LISTED RECORDS below:

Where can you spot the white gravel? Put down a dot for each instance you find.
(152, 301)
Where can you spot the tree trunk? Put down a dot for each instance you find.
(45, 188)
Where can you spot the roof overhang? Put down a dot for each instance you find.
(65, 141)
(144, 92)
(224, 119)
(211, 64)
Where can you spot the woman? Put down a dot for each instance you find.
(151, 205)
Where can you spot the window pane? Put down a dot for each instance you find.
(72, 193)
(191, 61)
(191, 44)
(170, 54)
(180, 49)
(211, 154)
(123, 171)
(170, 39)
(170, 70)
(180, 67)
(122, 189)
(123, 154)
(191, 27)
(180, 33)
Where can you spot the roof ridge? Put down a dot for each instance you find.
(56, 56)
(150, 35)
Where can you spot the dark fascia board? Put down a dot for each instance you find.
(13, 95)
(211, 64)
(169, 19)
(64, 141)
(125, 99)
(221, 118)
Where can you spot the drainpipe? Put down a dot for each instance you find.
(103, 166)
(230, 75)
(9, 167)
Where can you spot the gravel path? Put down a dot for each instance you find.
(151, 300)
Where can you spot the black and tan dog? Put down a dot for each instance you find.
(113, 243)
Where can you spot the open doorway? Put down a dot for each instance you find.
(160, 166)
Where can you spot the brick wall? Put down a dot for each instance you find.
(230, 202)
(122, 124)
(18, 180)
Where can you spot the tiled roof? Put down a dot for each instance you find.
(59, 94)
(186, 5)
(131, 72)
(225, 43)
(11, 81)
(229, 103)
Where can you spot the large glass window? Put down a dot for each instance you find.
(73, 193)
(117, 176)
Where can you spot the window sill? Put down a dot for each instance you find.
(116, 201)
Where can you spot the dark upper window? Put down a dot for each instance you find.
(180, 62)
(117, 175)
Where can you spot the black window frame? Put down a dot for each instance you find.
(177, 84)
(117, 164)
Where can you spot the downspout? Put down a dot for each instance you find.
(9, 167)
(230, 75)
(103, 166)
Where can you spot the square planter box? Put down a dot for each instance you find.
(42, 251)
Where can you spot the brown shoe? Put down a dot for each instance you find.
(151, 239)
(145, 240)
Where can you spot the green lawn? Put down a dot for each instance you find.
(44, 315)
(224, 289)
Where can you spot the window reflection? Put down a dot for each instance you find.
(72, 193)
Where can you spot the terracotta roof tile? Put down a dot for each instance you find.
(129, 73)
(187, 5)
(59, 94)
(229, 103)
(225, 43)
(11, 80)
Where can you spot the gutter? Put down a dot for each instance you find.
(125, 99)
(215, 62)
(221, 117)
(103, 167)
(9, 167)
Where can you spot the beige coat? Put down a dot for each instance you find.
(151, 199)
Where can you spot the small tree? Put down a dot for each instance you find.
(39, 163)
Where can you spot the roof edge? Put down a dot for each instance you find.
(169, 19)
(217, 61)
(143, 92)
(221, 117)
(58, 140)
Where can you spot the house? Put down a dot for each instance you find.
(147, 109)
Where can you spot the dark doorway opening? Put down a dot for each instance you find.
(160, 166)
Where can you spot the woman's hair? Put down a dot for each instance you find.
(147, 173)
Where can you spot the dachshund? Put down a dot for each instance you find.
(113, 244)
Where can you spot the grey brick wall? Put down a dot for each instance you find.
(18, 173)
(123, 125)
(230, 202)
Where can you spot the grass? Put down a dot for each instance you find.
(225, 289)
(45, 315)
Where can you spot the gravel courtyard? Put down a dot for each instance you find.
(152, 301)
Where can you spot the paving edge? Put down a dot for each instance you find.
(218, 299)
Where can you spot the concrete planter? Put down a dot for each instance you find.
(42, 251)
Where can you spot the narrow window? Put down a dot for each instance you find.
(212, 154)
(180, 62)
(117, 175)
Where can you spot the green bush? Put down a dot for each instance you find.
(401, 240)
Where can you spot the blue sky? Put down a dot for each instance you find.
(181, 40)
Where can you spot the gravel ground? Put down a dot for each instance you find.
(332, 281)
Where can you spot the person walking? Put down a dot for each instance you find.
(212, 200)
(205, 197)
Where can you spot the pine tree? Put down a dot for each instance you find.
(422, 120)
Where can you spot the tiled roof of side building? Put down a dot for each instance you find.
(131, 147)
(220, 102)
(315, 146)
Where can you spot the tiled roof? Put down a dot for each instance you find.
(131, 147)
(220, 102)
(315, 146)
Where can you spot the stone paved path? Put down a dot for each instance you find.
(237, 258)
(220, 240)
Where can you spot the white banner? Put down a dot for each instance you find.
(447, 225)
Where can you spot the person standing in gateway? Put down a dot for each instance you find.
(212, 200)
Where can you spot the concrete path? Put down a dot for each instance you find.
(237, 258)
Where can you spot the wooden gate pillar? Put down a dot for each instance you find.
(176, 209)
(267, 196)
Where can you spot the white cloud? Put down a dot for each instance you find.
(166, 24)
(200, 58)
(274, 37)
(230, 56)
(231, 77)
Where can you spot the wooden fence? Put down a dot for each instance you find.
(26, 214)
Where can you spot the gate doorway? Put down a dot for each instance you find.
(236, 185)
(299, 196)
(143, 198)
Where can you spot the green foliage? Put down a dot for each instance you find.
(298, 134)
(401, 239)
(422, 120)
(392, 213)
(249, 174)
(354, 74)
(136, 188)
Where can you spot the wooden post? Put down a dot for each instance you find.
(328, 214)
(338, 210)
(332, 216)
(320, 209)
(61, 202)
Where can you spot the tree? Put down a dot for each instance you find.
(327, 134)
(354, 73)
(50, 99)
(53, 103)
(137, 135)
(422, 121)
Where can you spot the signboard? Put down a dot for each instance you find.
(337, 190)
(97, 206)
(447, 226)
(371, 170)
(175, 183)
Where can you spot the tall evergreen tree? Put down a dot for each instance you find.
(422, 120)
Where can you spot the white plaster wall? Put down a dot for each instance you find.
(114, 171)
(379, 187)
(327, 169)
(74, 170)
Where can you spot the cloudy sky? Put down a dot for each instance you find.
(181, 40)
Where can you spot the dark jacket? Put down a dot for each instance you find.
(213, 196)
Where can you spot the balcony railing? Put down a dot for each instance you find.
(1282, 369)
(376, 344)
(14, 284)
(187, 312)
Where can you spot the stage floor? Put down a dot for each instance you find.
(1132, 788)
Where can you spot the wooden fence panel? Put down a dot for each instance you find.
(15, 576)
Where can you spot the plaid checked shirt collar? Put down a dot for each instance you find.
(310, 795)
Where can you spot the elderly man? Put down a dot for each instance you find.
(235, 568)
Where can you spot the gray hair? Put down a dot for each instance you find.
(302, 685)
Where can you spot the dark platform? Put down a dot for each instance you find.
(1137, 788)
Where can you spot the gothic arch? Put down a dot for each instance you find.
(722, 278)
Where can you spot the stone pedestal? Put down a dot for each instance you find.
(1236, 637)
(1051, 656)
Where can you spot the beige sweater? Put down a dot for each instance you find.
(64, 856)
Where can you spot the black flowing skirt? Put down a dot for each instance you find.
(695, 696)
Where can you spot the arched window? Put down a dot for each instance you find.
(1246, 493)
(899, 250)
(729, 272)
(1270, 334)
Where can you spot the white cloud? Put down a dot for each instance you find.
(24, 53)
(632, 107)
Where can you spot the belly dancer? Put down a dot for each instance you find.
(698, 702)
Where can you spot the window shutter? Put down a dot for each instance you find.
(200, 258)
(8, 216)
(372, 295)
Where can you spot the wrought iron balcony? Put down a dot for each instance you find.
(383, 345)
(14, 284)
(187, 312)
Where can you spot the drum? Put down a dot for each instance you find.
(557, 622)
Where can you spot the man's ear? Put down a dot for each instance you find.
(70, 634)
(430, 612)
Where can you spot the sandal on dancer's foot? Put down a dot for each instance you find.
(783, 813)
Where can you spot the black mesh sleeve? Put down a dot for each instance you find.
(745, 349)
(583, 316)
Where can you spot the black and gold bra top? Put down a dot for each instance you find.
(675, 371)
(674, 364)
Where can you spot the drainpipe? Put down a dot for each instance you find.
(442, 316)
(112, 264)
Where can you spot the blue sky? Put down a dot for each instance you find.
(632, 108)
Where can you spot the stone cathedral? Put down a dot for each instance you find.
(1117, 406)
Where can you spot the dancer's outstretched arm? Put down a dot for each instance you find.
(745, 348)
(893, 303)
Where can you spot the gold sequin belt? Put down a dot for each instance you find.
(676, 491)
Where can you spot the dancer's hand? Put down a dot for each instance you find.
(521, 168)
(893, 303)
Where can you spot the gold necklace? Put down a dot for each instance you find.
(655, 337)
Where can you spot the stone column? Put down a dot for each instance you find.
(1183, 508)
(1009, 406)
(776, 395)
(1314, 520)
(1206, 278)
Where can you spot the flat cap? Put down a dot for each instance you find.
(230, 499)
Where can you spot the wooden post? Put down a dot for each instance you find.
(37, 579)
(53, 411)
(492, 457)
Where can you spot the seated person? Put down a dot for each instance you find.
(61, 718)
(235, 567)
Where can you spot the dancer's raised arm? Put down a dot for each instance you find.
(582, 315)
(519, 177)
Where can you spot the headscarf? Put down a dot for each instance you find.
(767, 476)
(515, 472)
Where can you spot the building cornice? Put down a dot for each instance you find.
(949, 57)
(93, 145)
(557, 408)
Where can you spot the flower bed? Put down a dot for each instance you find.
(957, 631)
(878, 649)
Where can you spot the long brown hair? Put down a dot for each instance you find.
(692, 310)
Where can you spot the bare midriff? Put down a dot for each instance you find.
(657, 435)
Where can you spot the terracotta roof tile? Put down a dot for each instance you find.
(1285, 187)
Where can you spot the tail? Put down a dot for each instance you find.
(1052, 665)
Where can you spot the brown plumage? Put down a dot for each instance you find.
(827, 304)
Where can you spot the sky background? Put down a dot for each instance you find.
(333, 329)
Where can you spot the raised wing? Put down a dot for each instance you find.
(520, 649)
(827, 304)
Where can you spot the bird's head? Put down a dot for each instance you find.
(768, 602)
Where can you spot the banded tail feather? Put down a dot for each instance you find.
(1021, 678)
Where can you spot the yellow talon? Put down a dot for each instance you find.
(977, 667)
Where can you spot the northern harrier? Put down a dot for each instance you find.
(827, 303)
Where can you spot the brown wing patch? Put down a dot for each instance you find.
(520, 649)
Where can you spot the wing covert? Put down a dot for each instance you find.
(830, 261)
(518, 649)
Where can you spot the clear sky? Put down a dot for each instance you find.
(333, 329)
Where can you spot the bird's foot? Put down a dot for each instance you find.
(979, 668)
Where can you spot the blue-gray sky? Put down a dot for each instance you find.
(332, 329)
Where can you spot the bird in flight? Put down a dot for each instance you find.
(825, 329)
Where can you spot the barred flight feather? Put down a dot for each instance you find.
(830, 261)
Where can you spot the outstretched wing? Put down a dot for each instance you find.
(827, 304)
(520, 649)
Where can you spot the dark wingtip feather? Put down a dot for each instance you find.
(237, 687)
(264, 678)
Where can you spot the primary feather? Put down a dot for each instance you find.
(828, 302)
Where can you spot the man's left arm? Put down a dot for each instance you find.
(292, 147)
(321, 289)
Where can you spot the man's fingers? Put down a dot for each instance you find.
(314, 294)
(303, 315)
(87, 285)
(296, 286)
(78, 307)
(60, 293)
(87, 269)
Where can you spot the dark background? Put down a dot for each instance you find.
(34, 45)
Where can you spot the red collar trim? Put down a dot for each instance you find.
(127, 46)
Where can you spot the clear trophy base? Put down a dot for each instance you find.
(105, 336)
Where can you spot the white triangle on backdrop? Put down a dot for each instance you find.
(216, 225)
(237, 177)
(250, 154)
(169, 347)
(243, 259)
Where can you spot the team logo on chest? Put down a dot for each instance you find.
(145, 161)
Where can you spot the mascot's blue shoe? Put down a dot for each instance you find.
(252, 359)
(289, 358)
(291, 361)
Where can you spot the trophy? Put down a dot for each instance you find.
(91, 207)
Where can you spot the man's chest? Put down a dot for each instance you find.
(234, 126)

End of LISTED RECORDS.

• _TASK REQUIREMENTS_
Leave out every line before the one containing "Where can you spot the trophy?"; set down that line and all remaining lines of the material exactly.

• _ANSWER TO THIS EXERCISE_
Where can you spot the trophy? Put down a dot for each instance you find.
(91, 207)
Where can you spot the man's chest? Put down a dot for each instance you find.
(234, 126)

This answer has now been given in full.